Supplied information:
※ ※ ※

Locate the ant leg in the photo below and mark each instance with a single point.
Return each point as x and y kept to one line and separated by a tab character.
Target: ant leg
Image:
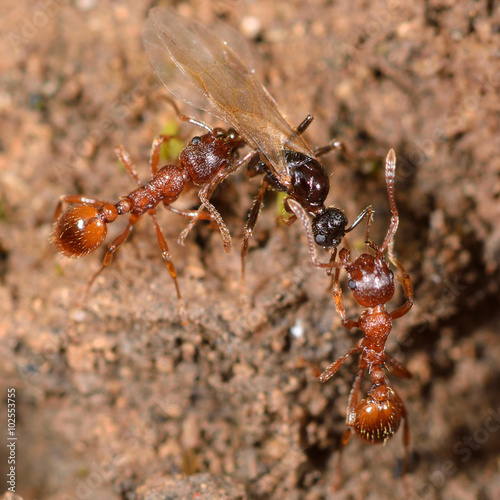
397	368
406	443
126	161
108	257
408	290
329	372
165	253
367	214
76	199
188	214
249	227
205	194
301	214
390	173
185	118
194	121
339	303
350	421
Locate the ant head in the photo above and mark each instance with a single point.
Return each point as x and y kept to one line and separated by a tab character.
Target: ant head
81	229
378	417
309	182
370	280
328	227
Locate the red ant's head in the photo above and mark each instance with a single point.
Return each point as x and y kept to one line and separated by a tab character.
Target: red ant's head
81	229
370	280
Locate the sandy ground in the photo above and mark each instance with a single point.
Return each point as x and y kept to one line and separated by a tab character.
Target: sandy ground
118	398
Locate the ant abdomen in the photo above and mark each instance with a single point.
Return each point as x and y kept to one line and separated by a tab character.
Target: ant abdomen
81	229
379	416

※ ※ ※

Exercise: Each line of the records with the word "above" in it is to be copied.

Result of the exercise:
Locate the ant head in the photo above and mark each instance with a single point.
Locate the red ant's head in the photo above and mark each instance with a single point.
Locate the sandy ground in the photo above and mark each instance with a single point.
Locate the ant abdomen in the photo above and mark each instance with a single point.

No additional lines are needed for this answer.